── Data provided
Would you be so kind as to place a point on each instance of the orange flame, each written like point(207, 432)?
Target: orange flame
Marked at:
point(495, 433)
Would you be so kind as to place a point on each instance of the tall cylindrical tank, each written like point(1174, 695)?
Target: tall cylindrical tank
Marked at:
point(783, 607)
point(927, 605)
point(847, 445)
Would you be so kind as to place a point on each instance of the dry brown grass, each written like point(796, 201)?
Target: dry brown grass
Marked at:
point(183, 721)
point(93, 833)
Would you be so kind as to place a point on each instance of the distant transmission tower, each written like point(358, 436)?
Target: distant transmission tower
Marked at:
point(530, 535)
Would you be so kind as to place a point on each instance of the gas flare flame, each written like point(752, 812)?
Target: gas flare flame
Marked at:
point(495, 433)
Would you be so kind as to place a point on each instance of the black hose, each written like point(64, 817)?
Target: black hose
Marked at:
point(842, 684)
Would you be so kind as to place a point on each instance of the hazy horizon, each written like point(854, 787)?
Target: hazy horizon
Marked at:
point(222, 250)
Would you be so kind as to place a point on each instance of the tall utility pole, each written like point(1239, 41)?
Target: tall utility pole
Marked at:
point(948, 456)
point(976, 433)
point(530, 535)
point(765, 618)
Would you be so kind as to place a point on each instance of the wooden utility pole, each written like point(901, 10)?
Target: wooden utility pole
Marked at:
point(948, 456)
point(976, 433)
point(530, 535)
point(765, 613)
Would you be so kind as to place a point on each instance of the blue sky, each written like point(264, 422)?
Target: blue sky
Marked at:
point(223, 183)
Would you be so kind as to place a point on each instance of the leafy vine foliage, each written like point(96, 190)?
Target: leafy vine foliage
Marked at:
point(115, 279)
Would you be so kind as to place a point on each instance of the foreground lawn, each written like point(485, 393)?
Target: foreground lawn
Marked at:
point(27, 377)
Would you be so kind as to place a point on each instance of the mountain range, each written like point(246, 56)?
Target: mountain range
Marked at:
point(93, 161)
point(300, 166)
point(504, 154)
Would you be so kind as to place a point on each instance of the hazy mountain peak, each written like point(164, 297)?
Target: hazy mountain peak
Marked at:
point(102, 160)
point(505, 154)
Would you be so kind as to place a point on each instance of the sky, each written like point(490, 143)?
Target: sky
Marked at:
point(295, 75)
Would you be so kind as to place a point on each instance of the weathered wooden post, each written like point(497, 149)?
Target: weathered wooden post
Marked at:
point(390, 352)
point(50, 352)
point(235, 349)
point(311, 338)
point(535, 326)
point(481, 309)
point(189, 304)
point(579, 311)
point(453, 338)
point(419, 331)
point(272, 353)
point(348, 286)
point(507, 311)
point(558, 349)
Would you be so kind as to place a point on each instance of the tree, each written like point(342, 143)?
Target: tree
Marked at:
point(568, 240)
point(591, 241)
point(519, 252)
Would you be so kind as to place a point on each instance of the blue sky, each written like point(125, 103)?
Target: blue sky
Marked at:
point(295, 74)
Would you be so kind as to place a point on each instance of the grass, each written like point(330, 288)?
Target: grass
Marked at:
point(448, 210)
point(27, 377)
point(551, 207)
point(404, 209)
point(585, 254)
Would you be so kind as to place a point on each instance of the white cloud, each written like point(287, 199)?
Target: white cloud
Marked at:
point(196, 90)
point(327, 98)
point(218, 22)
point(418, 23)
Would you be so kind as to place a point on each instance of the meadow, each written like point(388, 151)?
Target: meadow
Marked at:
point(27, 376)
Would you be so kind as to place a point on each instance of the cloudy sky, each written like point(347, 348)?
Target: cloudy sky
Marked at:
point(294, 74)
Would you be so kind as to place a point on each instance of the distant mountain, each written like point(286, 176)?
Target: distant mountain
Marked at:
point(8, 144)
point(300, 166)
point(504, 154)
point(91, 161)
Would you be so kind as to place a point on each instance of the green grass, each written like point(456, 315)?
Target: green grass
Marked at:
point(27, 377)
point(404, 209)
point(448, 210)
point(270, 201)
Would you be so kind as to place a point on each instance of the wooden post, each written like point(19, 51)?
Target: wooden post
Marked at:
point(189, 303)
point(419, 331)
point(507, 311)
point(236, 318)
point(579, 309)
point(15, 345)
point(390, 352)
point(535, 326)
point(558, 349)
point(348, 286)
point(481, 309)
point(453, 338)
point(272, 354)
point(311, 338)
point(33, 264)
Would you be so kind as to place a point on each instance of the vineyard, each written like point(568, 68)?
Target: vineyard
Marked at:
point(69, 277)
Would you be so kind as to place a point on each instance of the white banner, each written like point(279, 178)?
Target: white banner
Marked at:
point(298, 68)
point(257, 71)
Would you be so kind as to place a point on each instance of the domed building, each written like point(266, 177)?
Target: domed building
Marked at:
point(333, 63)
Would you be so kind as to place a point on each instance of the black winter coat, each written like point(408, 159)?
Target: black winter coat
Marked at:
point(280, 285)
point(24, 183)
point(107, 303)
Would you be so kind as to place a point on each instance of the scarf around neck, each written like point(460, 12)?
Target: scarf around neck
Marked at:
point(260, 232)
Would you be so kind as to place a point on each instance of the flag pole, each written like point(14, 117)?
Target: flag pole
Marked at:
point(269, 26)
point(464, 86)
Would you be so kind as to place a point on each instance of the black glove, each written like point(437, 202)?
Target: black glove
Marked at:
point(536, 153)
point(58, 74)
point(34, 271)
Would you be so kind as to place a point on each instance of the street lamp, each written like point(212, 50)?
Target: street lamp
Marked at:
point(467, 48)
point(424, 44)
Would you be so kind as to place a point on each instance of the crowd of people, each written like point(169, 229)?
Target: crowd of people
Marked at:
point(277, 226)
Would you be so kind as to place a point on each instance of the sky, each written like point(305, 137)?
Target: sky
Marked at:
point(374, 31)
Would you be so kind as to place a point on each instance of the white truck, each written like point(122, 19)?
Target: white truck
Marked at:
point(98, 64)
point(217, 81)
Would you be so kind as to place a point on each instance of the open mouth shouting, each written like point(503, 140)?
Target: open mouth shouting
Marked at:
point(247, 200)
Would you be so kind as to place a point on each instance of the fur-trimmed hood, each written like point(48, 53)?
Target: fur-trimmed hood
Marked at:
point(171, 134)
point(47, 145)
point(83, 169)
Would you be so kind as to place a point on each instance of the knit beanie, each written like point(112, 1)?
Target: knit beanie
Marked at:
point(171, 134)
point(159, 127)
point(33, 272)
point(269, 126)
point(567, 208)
────
▶ [Requirement]
Please write the listing out again, matching each line exactly.

▶ [Your response]
Would you be so kind as to place a point on each instance of the orange flame, each written like point(207, 432)?
Target: orange flame
Marked at:
point(495, 433)
Would you be so kind as to place a point on each instance of the tall cylindrical tank, each written like point(1174, 695)?
Target: tall cylindrical tank
Marked at:
point(783, 607)
point(927, 605)
point(847, 445)
Would you be so kind as to place a point on each instance of the dry brown grass, each written like point(796, 201)?
Target: dry brown grass
Marked at:
point(183, 721)
point(93, 833)
Would you be so kind as to place a point on each instance of the distant transmission tower, each written like point(358, 436)?
Target: distant transmission tower
Marked at:
point(530, 535)
Would you be so kind as to place a point on each instance of the gas flare flame, each written like point(752, 812)?
Target: gas flare flame
Marked at:
point(495, 433)
Would you be so kind as to place a point on each instance of the black hose, each written like point(64, 817)?
Target: black hose
Marked at:
point(842, 684)
Would you be so kind as to place a point on each instance of the hazy horizon, each written like point(854, 787)?
Target: hazy horizon
Marked at:
point(222, 250)
Would you be so kind as to place a point on each instance of the tall utility pole, each written like point(1239, 41)?
Target: tall utility pole
Marked at:
point(948, 456)
point(976, 433)
point(530, 535)
point(765, 618)
Would you be so kind as to place a point on each instance of the wooden utility pole, each written like point(901, 10)?
Target: wooden utility pole
Marked at:
point(948, 456)
point(976, 433)
point(530, 535)
point(765, 613)
Would you be so kind as to place a point on each instance of the blue sky, each written like point(264, 422)?
Target: blue sky
Marked at:
point(223, 183)
Would you be so kind as to place a point on each instance of the leafy vine foliage, each written like point(96, 190)?
Target: leafy vine foliage
Marked at:
point(115, 279)
Would you be so kind as to place a point on each instance of the foreground lawn, each written like point(485, 393)?
Target: foreground lawn
Marked at:
point(27, 377)
Would you be so kind as to place a point on each instance of the mountain range, each written like point(246, 56)?
Target: mountain range
Marked at:
point(93, 161)
point(300, 166)
point(504, 154)
Would you be so kind as to place a point on each instance of the hazy mountain peak, each written like point(164, 297)?
Target: hazy mountain peak
Marked at:
point(102, 160)
point(505, 154)
Would you be so kind as to place a point on each instance of the sky, each written like point(490, 143)?
Target: sky
Marked at:
point(295, 75)
Would you be so kind as to place a point on each instance of the weathered wooden post, each written like point(497, 149)?
Target: weathered wooden post
Marked at:
point(390, 352)
point(50, 352)
point(235, 349)
point(311, 338)
point(535, 326)
point(481, 309)
point(189, 304)
point(579, 311)
point(453, 338)
point(419, 331)
point(272, 353)
point(348, 286)
point(507, 311)
point(558, 349)
Would you be so kind as to place a point on each instance of the tree, each written like point(342, 143)?
Target: tree
Marked at:
point(568, 240)
point(591, 241)
point(519, 252)
Would you be so kind as to place a point on each instance of the blue sky, each written like point(125, 103)?
Target: blue sky
Marked at:
point(295, 74)
Would you be so kind as to place a point on each instance of the grass, each written like point(330, 288)?
Target: grass
Marked at:
point(448, 210)
point(27, 377)
point(551, 207)
point(404, 209)
point(585, 254)
Would you be so kind as to place a point on each instance of the white cloud, each written like point(287, 199)?
Target: white cloud
Marked at:
point(196, 90)
point(327, 98)
point(218, 22)
point(418, 23)
Would you be so kind as to place a point on each instance of the meadow, each written like point(388, 151)?
Target: meadow
Marked at:
point(27, 376)
Would you be so kind as to place a point on each instance of the cloudy sky, each written like point(347, 348)?
Target: cloudy sky
Marked at:
point(294, 74)
Would you be so kind as to place a point on each instance of the distant mountain, each written like point(286, 176)?
Target: distant mountain
Marked at:
point(8, 144)
point(300, 166)
point(504, 154)
point(91, 161)
Would you be so kind as to place a point on each instance of the green grass, each written like point(456, 315)?
Target: green grass
Marked at:
point(27, 377)
point(404, 209)
point(448, 210)
point(270, 201)
Would you be so kind as to place a point on each instance of the wooden post, each written like point(19, 51)?
Target: wooden post
Marked at:
point(189, 303)
point(419, 331)
point(507, 311)
point(236, 318)
point(579, 309)
point(15, 345)
point(390, 352)
point(535, 326)
point(558, 349)
point(348, 286)
point(481, 309)
point(453, 338)
point(272, 354)
point(311, 338)
point(33, 264)
Would you be so kind as to place a point on each instance of the vineyard, each written like point(568, 68)?
Target: vineyard
Marked at:
point(69, 277)
Would you be so kind as to place a point on each instance of the white banner, each written like point(279, 178)?
Target: white banner
Marked at:
point(298, 68)
point(257, 71)
Would you be so kind as to place a point on each instance of the domed building, each written like point(266, 177)?
Target: domed building
Marked at:
point(333, 63)
Would you be so kind as to place a point on each instance of the black winter coat, each written like point(408, 159)?
Target: black winter coat
Marked at:
point(280, 285)
point(24, 183)
point(107, 303)
Would you be so kind as to place a point on each instance of the scarf around neck, each written like point(460, 12)?
Target: scarf around neck
Marked at:
point(260, 232)
Would you be so kind as to place a point on each instance of the flag pole, each written like point(14, 117)?
Target: flag pole
Marked at:
point(269, 26)
point(464, 86)
Would you be so kind as to place a point on each instance of the black glove, each written like point(437, 202)?
Target: black glove
Marked at:
point(536, 153)
point(58, 74)
point(34, 271)
Would you be so kind as to place a point on each instance of the street lamp, each written like point(212, 50)?
Target: street lamp
Marked at:
point(467, 48)
point(424, 44)
Would you be so kind as to place a point on each instance of the crowd of people, each written like point(169, 229)?
Target: crowd of people
Marked at:
point(277, 226)
Would you be so kind as to place a point on each instance of the sky, each written like point(305, 137)?
Target: sky
Marked at:
point(374, 31)
Would you be so kind as to place a point on each instance of the white truck, each written like point(122, 19)?
Target: white truck
Marked at:
point(98, 64)
point(217, 81)
Would you be so kind as to place a point on each instance of the open mouth shouting, each written like point(503, 140)?
Target: open mouth shouting
Marked at:
point(247, 200)
Would you be so kind as to place a point on each instance of the fur-trimmed hood, each written like point(48, 53)?
Target: fur-trimmed hood
Marked at:
point(171, 134)
point(47, 145)
point(83, 169)
Would you be so kind as to place a point on each instance of the knit beanie, each written like point(112, 1)?
Target: knit beanie
Marked at:
point(171, 134)
point(159, 127)
point(33, 272)
point(269, 126)
point(567, 208)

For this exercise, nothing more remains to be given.